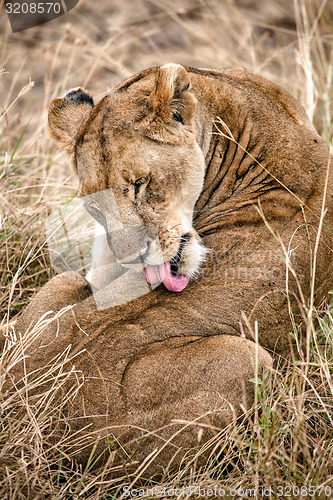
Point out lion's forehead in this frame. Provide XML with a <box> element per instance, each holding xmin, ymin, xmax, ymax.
<box><xmin>77</xmin><ymin>125</ymin><xmax>197</xmax><ymax>191</ymax></box>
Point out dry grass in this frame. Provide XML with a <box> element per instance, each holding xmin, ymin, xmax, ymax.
<box><xmin>0</xmin><ymin>0</ymin><xmax>333</xmax><ymax>497</ymax></box>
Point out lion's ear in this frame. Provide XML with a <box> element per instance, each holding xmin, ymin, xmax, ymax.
<box><xmin>48</xmin><ymin>88</ymin><xmax>94</xmax><ymax>153</ymax></box>
<box><xmin>149</xmin><ymin>64</ymin><xmax>196</xmax><ymax>128</ymax></box>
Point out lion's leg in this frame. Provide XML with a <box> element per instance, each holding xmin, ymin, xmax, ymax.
<box><xmin>1</xmin><ymin>273</ymin><xmax>88</xmax><ymax>351</ymax></box>
<box><xmin>0</xmin><ymin>272</ymin><xmax>95</xmax><ymax>392</ymax></box>
<box><xmin>9</xmin><ymin>272</ymin><xmax>92</xmax><ymax>340</ymax></box>
<box><xmin>119</xmin><ymin>334</ymin><xmax>272</xmax><ymax>473</ymax></box>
◆ ◆ ◆ ◆ ◆
# Task goal
A word-for-word copy of all the data is required, minus the pictures.

# Solution to the exercise
Point out lion's forehead in this frame. Provide XML with a <box> element per instance, each holding xmin, ymin, xmax, ymax.
<box><xmin>77</xmin><ymin>125</ymin><xmax>197</xmax><ymax>191</ymax></box>
Point out dry grass in this frame. Provide XML with a <box> element per instance, each holding xmin, ymin, xmax, ymax.
<box><xmin>0</xmin><ymin>0</ymin><xmax>333</xmax><ymax>497</ymax></box>
Point out lion's ear in this frame. Provide XML with a <box> element per instance, each holding xmin, ymin, xmax, ymax.
<box><xmin>48</xmin><ymin>88</ymin><xmax>94</xmax><ymax>153</ymax></box>
<box><xmin>149</xmin><ymin>64</ymin><xmax>196</xmax><ymax>128</ymax></box>
Point out lion's leg in this frame. Provide XML with a <box> element per instance, each holding xmin, ymin, xmax, ymax.
<box><xmin>1</xmin><ymin>273</ymin><xmax>88</xmax><ymax>351</ymax></box>
<box><xmin>0</xmin><ymin>272</ymin><xmax>95</xmax><ymax>392</ymax></box>
<box><xmin>9</xmin><ymin>272</ymin><xmax>92</xmax><ymax>340</ymax></box>
<box><xmin>119</xmin><ymin>334</ymin><xmax>272</xmax><ymax>473</ymax></box>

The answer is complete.